— begin —
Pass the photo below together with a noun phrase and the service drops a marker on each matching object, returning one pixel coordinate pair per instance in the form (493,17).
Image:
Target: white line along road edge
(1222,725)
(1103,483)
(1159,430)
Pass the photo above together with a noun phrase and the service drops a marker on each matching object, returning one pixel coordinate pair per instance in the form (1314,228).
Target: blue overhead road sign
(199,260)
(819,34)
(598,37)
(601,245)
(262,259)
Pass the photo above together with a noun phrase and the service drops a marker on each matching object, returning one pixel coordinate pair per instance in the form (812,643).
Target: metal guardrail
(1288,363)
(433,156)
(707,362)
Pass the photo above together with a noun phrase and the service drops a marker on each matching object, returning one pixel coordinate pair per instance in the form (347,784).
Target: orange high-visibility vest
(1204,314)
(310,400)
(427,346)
— end —
— begin —
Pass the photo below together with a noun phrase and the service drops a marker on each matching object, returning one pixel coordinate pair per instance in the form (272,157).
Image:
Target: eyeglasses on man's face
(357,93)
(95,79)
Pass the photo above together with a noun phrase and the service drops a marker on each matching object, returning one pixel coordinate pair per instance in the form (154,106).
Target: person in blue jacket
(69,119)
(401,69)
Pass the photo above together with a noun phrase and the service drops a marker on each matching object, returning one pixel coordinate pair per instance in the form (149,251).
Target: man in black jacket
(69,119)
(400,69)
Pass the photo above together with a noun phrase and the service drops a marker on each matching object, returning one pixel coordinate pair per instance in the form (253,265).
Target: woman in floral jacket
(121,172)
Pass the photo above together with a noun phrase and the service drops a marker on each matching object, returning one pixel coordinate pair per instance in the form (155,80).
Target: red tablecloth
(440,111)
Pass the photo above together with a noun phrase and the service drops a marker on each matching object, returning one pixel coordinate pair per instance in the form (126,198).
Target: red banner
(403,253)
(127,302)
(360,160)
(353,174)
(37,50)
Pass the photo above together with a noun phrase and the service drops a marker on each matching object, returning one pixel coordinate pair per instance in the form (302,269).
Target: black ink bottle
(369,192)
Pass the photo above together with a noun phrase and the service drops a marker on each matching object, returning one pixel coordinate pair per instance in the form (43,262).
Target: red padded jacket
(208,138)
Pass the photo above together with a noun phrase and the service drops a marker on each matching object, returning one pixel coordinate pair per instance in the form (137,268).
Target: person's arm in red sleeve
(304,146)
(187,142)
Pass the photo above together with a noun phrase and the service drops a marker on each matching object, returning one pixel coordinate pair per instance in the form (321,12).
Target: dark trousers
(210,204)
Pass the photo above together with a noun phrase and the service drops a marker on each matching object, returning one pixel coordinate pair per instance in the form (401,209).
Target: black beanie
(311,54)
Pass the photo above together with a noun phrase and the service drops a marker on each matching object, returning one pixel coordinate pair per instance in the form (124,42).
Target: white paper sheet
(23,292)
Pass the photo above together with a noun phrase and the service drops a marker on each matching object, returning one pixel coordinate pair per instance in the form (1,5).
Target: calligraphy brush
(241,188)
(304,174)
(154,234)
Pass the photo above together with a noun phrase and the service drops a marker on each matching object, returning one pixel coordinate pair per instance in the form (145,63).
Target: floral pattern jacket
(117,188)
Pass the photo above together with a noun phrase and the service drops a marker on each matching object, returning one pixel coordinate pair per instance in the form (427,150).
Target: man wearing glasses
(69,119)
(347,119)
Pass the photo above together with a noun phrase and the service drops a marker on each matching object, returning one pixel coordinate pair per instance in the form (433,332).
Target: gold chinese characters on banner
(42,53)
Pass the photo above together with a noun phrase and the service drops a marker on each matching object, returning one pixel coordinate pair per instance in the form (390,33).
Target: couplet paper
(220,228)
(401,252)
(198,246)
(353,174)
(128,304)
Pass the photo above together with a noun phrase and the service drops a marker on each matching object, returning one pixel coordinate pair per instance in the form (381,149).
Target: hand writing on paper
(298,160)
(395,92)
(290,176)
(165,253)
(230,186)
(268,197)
— end —
— Objective —
Select and copy every line of the records above that contains the string "person", treating case as significant.

— Response below —
Target: person in blue jacket
Target: person's arm in red sleeve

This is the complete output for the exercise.